----- TEXT EXTRACT

Jules Feiffer
I first met Maurice back in the 1950s, when I went up to Harper to meet with their legendary editor Ursula Nordstrom. On taking a look at my samples, she said, “I have a young man inside who you remind me of. Let me bring him out. I think you two should know each other.”
That was Maurice, and the book he had just completed was the Ruth Krauss classic A Hole Is to Dig. I took one look at Maurice’s illustrations and immediately decided that the field for me was political cartoons. What he had already achieved at that time in his early 20s was a cartoony-illustrative style that caught the fun, innocence, trickiness, and wit of childhood: kids running and leaping and tripping and joking. Rather than seem as if they were pictures on the page, they seemed like life itself. He had captured a sense of the moment as it was happening, recognizable to any reader who remembered anything about his or her childhood. In that book and the many books that followed he gradually redefined what a children’s book should look like and what we were to think of the form from here on out. He was a game-changer.
Roger Straus III
In 1973, Farrar, Straus and Giroux published The Juniper Tree, a two-volume collection of Grimm tales translated by Lore Segal and brilliantly illustrated by Maurice Sendak. The Juniper Tree was published and promoted as an adult book. We asked Maurice to go on an author tour, and he agreed, asking me to ride shotgun. That tour became one of the most memorable episodes of my life.

----------
----- LISTED ENTRIES

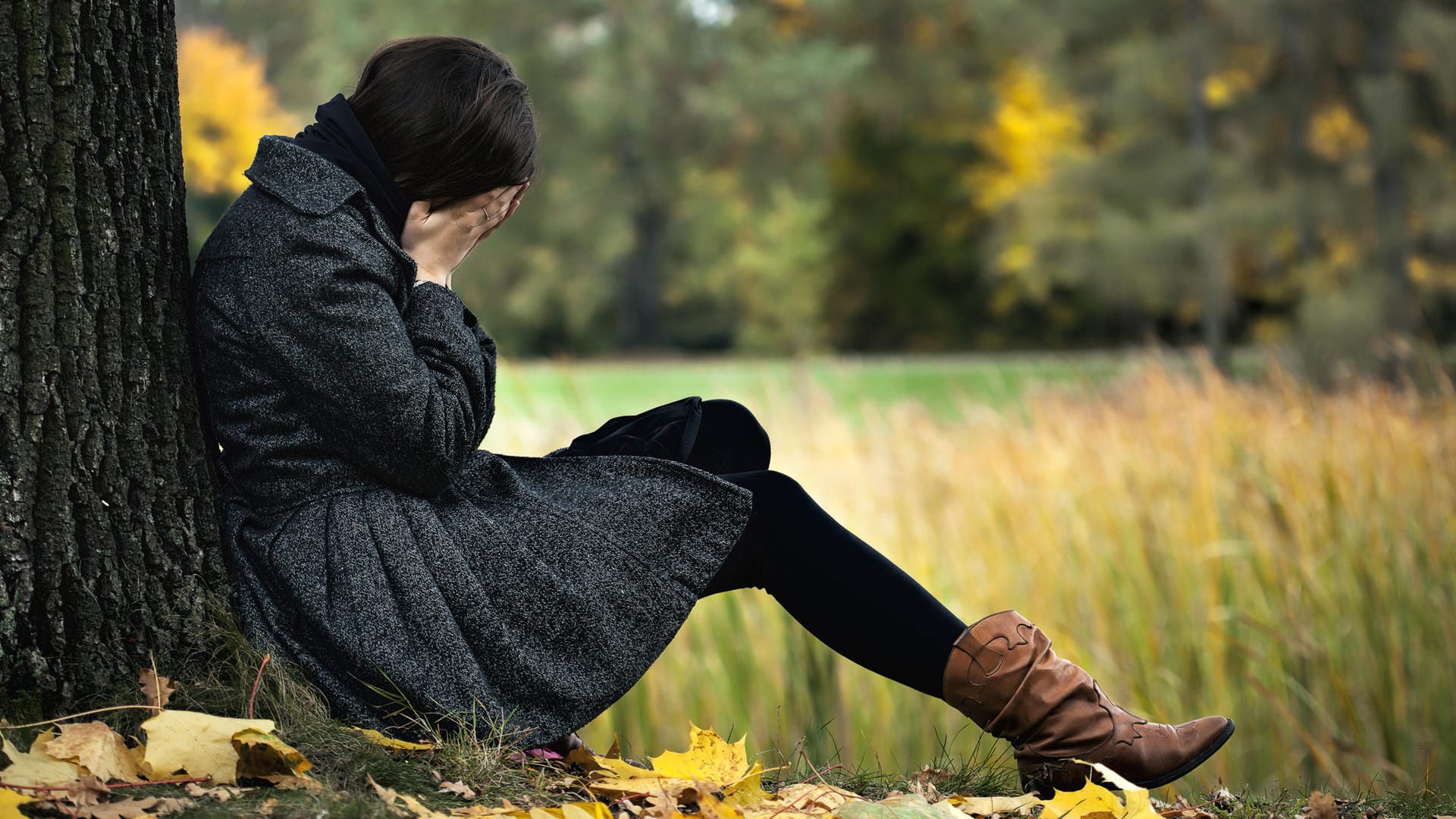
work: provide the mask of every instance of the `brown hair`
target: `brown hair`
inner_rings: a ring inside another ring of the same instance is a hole
[[[460,200],[536,176],[526,83],[482,42],[386,42],[364,64],[348,102],[411,201]]]

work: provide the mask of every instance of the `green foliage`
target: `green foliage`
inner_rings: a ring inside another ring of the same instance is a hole
[[[1456,338],[1444,1],[182,0],[179,19],[246,44],[300,121],[389,38],[504,51],[542,175],[456,283],[517,353],[1283,342],[1329,334],[1335,303],[1369,342],[1303,350]],[[194,243],[221,204],[194,197]]]

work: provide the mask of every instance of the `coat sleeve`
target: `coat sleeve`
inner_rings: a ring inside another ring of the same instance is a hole
[[[495,414],[495,341],[434,281],[400,310],[393,256],[358,258],[347,235],[281,245],[275,297],[253,307],[265,366],[339,456],[400,491],[440,494]]]

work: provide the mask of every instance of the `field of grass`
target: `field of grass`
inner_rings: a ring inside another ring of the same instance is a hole
[[[693,393],[753,408],[775,468],[967,621],[1019,609],[1146,717],[1232,716],[1184,791],[1456,788],[1449,391],[1316,393],[1115,357],[504,361],[485,446],[545,453]],[[655,753],[689,720],[850,768],[987,748],[756,590],[702,602],[582,736]]]

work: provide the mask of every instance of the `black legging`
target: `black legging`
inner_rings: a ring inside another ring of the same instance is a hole
[[[965,628],[958,616],[830,517],[794,478],[773,469],[719,477],[753,491],[753,514],[705,597],[763,589],[839,654],[941,695],[951,643]]]

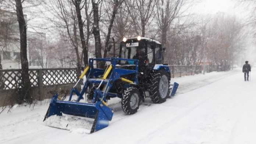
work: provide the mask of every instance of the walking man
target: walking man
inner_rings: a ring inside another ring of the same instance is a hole
[[[245,64],[243,66],[243,72],[245,74],[245,81],[246,81],[246,75],[247,74],[247,81],[249,81],[249,72],[250,72],[250,65],[248,61],[245,61]]]

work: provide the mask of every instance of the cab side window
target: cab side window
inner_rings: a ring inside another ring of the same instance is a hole
[[[147,60],[149,61],[149,64],[152,63],[153,62],[153,49],[152,45],[147,44]]]
[[[160,47],[158,44],[157,44],[155,49],[156,64],[161,64],[162,63],[162,53],[161,53]]]

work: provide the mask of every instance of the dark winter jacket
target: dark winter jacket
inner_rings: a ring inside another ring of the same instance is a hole
[[[243,66],[243,72],[250,72],[250,64],[245,64]]]

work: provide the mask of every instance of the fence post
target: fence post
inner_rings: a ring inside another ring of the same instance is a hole
[[[181,77],[181,66],[179,66],[179,77]]]
[[[172,68],[173,69],[173,78],[174,78],[174,66],[173,65]]]
[[[40,98],[42,98],[43,94],[43,71],[42,69],[39,69],[38,70],[38,89],[39,96]]]
[[[187,74],[188,73],[188,69],[187,69],[187,68],[188,68],[188,66],[187,66],[186,65],[185,66],[186,66],[186,75],[187,75]]]
[[[0,69],[0,90],[4,89],[4,82],[3,79],[3,75],[2,71],[0,71],[1,69]]]

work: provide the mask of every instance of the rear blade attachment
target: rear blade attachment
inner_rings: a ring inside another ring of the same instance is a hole
[[[174,96],[176,93],[177,89],[178,89],[178,87],[179,86],[179,84],[174,82],[174,83],[173,85],[173,88],[172,89],[171,93],[171,96]]]
[[[109,126],[113,111],[100,101],[95,104],[60,101],[52,98],[44,119],[48,126],[72,130],[82,129],[91,133]],[[63,115],[63,114],[64,115]]]

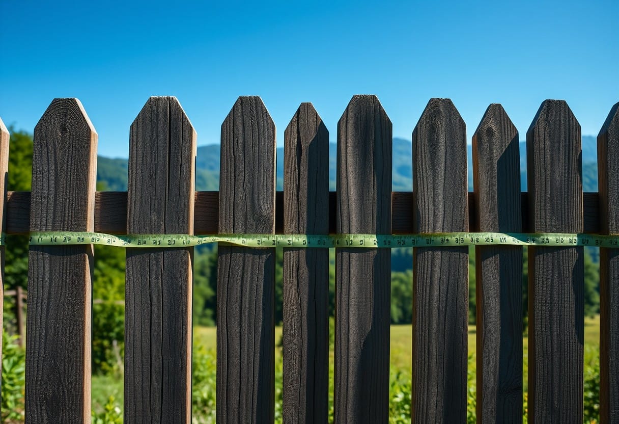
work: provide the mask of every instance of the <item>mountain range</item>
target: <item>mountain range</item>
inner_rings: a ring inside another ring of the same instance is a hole
[[[597,142],[593,136],[582,136],[582,188],[585,192],[597,191]],[[336,144],[329,146],[329,189],[335,190]],[[472,147],[467,146],[469,190],[473,190]],[[196,160],[196,190],[217,190],[219,189],[219,144],[208,144],[197,148]],[[526,145],[520,143],[521,187],[527,190]],[[277,152],[277,188],[284,186],[284,148]],[[125,191],[127,190],[127,159],[99,156],[97,179],[103,183],[105,190]],[[412,144],[404,138],[393,139],[394,191],[412,190]]]

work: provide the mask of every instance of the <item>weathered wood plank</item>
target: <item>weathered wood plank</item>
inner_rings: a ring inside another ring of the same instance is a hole
[[[529,223],[582,231],[581,128],[567,104],[545,100],[527,132]],[[582,247],[529,248],[529,422],[582,422]]]
[[[2,232],[6,231],[6,175],[9,172],[9,130],[0,118],[0,226]],[[0,246],[0,311],[4,306],[4,246]],[[19,323],[18,323],[19,324]],[[4,329],[2,317],[0,316],[0,328]],[[20,327],[18,326],[17,327]],[[0,333],[0,363],[2,363],[2,336]],[[23,338],[20,342],[23,342]],[[0,367],[0,375],[2,374]],[[0,383],[1,387],[1,383]]]
[[[416,232],[468,231],[466,129],[432,99],[413,131]],[[413,422],[466,420],[469,250],[413,249]]]
[[[37,124],[30,230],[92,231],[97,133],[77,99],[55,99]],[[27,423],[90,420],[92,245],[32,246]]]
[[[284,131],[284,231],[329,233],[329,131],[302,103]],[[284,422],[326,423],[329,249],[284,251]]]
[[[335,192],[329,193],[329,232],[335,232]],[[584,231],[597,234],[599,231],[599,210],[597,193],[584,193]],[[9,192],[7,200],[7,234],[24,234],[30,231],[30,192]],[[527,193],[521,193],[522,231],[529,231],[529,207]],[[395,234],[413,232],[413,193],[412,192],[394,192],[392,193],[391,231]],[[275,195],[275,230],[284,231],[284,193]],[[215,234],[219,217],[219,192],[196,192],[196,213],[194,216],[194,234]],[[469,193],[469,228],[477,229],[477,218],[474,213],[475,198]],[[95,231],[112,234],[127,234],[127,192],[97,192],[95,197]]]
[[[128,231],[193,234],[196,135],[178,101],[150,97],[130,134]],[[193,258],[127,249],[126,422],[191,422]]]
[[[479,231],[522,231],[518,131],[491,104],[473,135]],[[522,422],[522,248],[475,247],[477,420]]]
[[[337,232],[391,232],[391,139],[378,99],[353,96],[337,124]],[[335,251],[336,423],[389,419],[391,253]]]
[[[597,136],[600,232],[619,234],[619,103]],[[600,249],[600,422],[619,423],[619,248]]]
[[[275,230],[275,125],[258,97],[222,125],[219,232]],[[217,259],[217,422],[274,420],[275,249],[223,245]]]

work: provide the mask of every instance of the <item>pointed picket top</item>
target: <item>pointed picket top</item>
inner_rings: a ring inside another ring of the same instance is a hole
[[[412,138],[413,192],[426,197],[415,206],[415,231],[467,231],[466,125],[451,99],[431,99]]]
[[[619,234],[619,103],[597,136],[600,232]],[[619,250],[600,249],[600,421],[619,417]]]
[[[600,193],[604,193],[601,201],[602,219],[600,230],[608,234],[619,233],[619,208],[610,208],[619,202],[617,166],[619,157],[619,103],[613,106],[597,136],[597,162],[600,177]]]
[[[6,128],[4,123],[2,122],[2,118],[0,118],[0,133],[2,134],[2,136],[9,135],[9,130]]]
[[[131,124],[128,220],[136,234],[192,234],[197,134],[178,100],[150,97]],[[133,195],[134,190],[139,193]],[[173,196],[148,193],[174,193]],[[165,205],[162,206],[162,202]],[[154,211],[157,214],[154,214]],[[175,217],[175,218],[173,218]]]
[[[47,135],[60,138],[67,131],[87,131],[97,135],[95,126],[84,110],[79,99],[68,97],[54,99],[48,106],[41,119],[35,126],[35,131],[44,130]],[[35,140],[36,141],[36,140]]]
[[[329,231],[329,131],[311,103],[301,103],[284,133],[284,231]],[[325,174],[325,172],[326,173]]]
[[[581,126],[567,102],[544,100],[527,131],[532,231],[582,231],[582,206],[571,206],[574,199],[582,198],[581,144]]]
[[[392,126],[373,94],[353,95],[338,121],[338,232],[391,232]]]
[[[498,149],[500,154],[514,138],[518,130],[500,103],[493,103],[483,113],[482,121],[473,135],[473,145],[489,152]],[[495,141],[495,143],[491,143]]]
[[[480,231],[522,229],[521,213],[513,213],[520,210],[519,143],[518,130],[503,106],[488,106],[472,138],[473,185],[480,205],[476,209]]]
[[[222,124],[220,232],[275,231],[276,148],[275,123],[262,99],[240,97]],[[243,173],[244,179],[232,177]]]
[[[157,121],[169,118],[171,123],[175,119],[180,120],[180,122],[193,133],[193,136],[197,137],[196,130],[191,125],[191,121],[181,106],[178,99],[173,95],[150,96],[131,123],[131,130],[133,130],[136,125],[144,122],[146,117],[148,117],[149,119]]]

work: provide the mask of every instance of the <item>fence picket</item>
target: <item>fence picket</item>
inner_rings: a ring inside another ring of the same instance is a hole
[[[222,125],[219,232],[275,231],[275,125],[241,97]],[[275,249],[220,244],[217,422],[274,420]]]
[[[581,232],[580,125],[563,100],[527,132],[530,230]],[[582,247],[529,248],[529,422],[582,422]]]
[[[413,131],[415,232],[467,231],[466,129],[449,99],[428,102]],[[469,250],[413,254],[413,422],[466,420]]]
[[[619,234],[619,103],[597,136],[600,233]],[[600,422],[619,423],[619,248],[600,249]]]
[[[30,231],[92,231],[97,133],[77,99],[55,99],[37,124]],[[26,423],[89,422],[92,245],[31,246]]]
[[[520,232],[518,131],[490,105],[473,135],[480,231]],[[478,422],[522,421],[522,248],[476,246]]]
[[[9,130],[7,130],[2,118],[0,118],[0,226],[2,232],[6,231],[6,175],[9,172]],[[4,246],[0,246],[0,289],[4,287]],[[0,289],[0,311],[3,311],[4,307],[4,290]],[[0,329],[4,329],[2,317],[0,316]],[[19,324],[18,324],[19,325]],[[18,326],[18,329],[19,329]],[[0,332],[0,363],[2,363],[2,337]],[[20,342],[23,342],[22,340]],[[2,367],[0,367],[0,376],[2,375]],[[0,382],[0,387],[2,383]]]
[[[329,131],[302,103],[284,131],[284,232],[329,234]],[[284,251],[284,422],[326,423],[329,249]]]
[[[130,134],[128,231],[193,234],[196,135],[178,100],[150,97]],[[127,249],[126,422],[191,421],[193,262],[193,248]]]
[[[375,95],[355,95],[337,124],[339,233],[391,232],[392,128]],[[391,256],[335,252],[336,423],[386,423]]]

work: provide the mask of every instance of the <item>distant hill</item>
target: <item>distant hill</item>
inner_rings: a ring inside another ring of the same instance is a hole
[[[597,191],[597,157],[595,138],[582,137],[582,187],[585,192]],[[336,145],[329,143],[329,189],[335,190]],[[469,190],[473,190],[473,173],[471,146],[467,146]],[[277,182],[278,190],[284,187],[284,148],[277,151]],[[217,190],[219,189],[219,144],[201,146],[197,148],[196,160],[196,190]],[[97,169],[97,181],[105,185],[106,190],[127,190],[127,159],[110,159],[99,156]],[[527,190],[526,144],[520,143],[521,187]],[[393,139],[393,182],[394,191],[412,190],[412,145],[410,140]]]

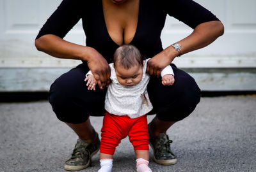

----------

=== EXERCISE INSTRUCTIONS ===
- 1) In the Sendak remembrances, who translated the Grimm tales collected in The Juniper Tree?
- 2) Return the passage of the Sendak remembrances between "Roger Straus III" and "of my life.", inclusive.
- 3) Carry the Sendak remembrances on past their last sentence.
The data come from a separate source.

=== RESULTS FOR EACH TASK ===
- 1) Lore Segal

- 2)
Roger Straus III
In 1973, Farrar, Straus and Giroux published The Juniper Tree, a two-volume collection of Grimm tales translated by Lore Segal and brilliantly illustrated by Maurice Sendak. The Juniper Tree was published and promoted as an adult book. We asked Maurice to go on an author tour, and he agreed, asking me to ride shotgun. That tour became one of the most memorable episodes of my life.

- 3)
For the first week Maurice told me his life story with insight, honesty, and humor. That story is at the core of his extraordinary work. As we started week two, Maurice said, “Your turn.” No one has ever listened to me with as much perspicacity and empathy.
Looking back on that tour, I think I was most touched by Maurice’s wisdom. That wisdom and his incredible artistic gifts make him one of the giants of our time.
Chris Van Allsburg
Many years ago my wife, an elementary art teacher, brought home a box of picture books from her school library. Her goal was to inspire in me an interest in creating a book of my own.
This effort initially had the opposite effect. With each of the brightly colored, simple, cheerful, childish books I pulled out of the box, my interest and enthusiasm flagged. It appeared picture books were a wasteland, inhospitable to genuine artistic expressions. Finally, at the bottom of the box, I discovered a small book that was unlike the others. It was beautifully illustrated with cross-hatch pen drawings and told a peculiar story about a discontented dog.
This book, Higglety Pigglety Pop, had the virtues of art that were missing in the other volumes. It was personal, it was mysterious, and it was enchanting. It was the inspiration my wife had intended to provide. This little volume made clear to me that a picture book could be as worthy a form of artistic expression as any other discipline.
I had the great satisfaction of recounting this experience to the author himself, when I met Maurice in 1979.
Ordinarily, I would not characterize someone I saw as infrequently as I saw Maurice, a friend. However, friend he was indeed. He possessed a forthrightness and emotional honesty that instantly erased the time that might have passed between our visits or phone calls. It was an emotional honesty and directness that invited the same from me. I always accepted the invitation and found myself engaged not with an infrequently encountered colleague, but with a close and generous confidant.
Maurice could not abide the qualities of artifice, pretense, or calculation in art, nor could he abide them in relationships. This made him a great artist and wonderful friend.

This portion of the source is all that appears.